----- Exercise inputs -----

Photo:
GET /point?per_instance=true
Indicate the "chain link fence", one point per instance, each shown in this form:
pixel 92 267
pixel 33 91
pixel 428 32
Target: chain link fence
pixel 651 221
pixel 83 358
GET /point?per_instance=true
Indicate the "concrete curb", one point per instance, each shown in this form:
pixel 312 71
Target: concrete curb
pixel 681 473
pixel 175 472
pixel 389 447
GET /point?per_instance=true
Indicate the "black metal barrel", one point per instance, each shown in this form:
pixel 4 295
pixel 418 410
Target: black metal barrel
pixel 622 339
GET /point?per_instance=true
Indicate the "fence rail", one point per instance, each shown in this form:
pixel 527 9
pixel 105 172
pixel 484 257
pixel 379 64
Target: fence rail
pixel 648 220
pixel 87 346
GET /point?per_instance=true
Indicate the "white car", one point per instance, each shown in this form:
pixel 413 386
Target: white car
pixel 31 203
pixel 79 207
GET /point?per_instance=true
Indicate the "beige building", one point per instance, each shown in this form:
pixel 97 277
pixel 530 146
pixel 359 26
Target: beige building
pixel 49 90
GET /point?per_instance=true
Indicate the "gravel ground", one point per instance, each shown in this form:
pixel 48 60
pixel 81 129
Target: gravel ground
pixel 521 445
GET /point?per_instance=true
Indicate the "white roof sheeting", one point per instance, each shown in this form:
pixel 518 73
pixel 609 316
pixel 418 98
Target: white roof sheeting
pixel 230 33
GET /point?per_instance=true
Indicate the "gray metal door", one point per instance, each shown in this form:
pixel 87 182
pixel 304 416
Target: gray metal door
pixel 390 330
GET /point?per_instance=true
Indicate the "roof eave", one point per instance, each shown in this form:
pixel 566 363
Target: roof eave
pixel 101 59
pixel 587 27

-----

**Work to be completed**.
Copy every line of the material above exactly as it appears, without changing anything.

**Finished exercise**.
Photo:
GET /point?per_instance=true
Indicate the "chain link fence", one point per instance, each shown in this form:
pixel 92 267
pixel 33 91
pixel 428 32
Target: chain link fence
pixel 651 221
pixel 83 358
GET /point?per_instance=true
Indicate the "concrete curb", one point per instance, each shown in this form:
pixel 312 71
Target: concrete curb
pixel 681 473
pixel 175 472
pixel 389 447
GET /point?per_instance=true
Indicate the "black metal barrel", one point per instance, each shown in this form:
pixel 4 295
pixel 418 410
Target: black metal barrel
pixel 622 339
GET /point?per_instance=true
Indicate the "fence rail", one point per instance, each shown in this form:
pixel 527 9
pixel 105 172
pixel 484 257
pixel 379 64
Target: fence rail
pixel 648 220
pixel 87 346
GET /point?per_instance=true
Indicate the "white car", one point per instance, each shown in this form:
pixel 413 386
Target: white car
pixel 31 203
pixel 79 207
GET /point?per_instance=true
Indicate the "beige building", one point per instance, each shown in this form:
pixel 97 277
pixel 530 146
pixel 359 26
Target: beige building
pixel 49 90
GET /point?per_instance=true
Indicate the "gravel ground", one point per instance, each shown in this form:
pixel 48 60
pixel 81 129
Target: gravel ground
pixel 521 445
GET /point?per_instance=true
Indicate the "white roof sheeting", one point per instance, each shown in this form:
pixel 518 73
pixel 609 316
pixel 418 98
Target: white roof sheeting
pixel 230 33
GET /point?per_instance=true
Indicate the "gray metal door", one point per instance, each shown in this form:
pixel 87 182
pixel 304 416
Target: gray metal door
pixel 390 330
GET /point?per_instance=true
Indicate the "roof eave", one point per instance, each shown in this form:
pixel 566 363
Target: roof eave
pixel 101 59
pixel 587 27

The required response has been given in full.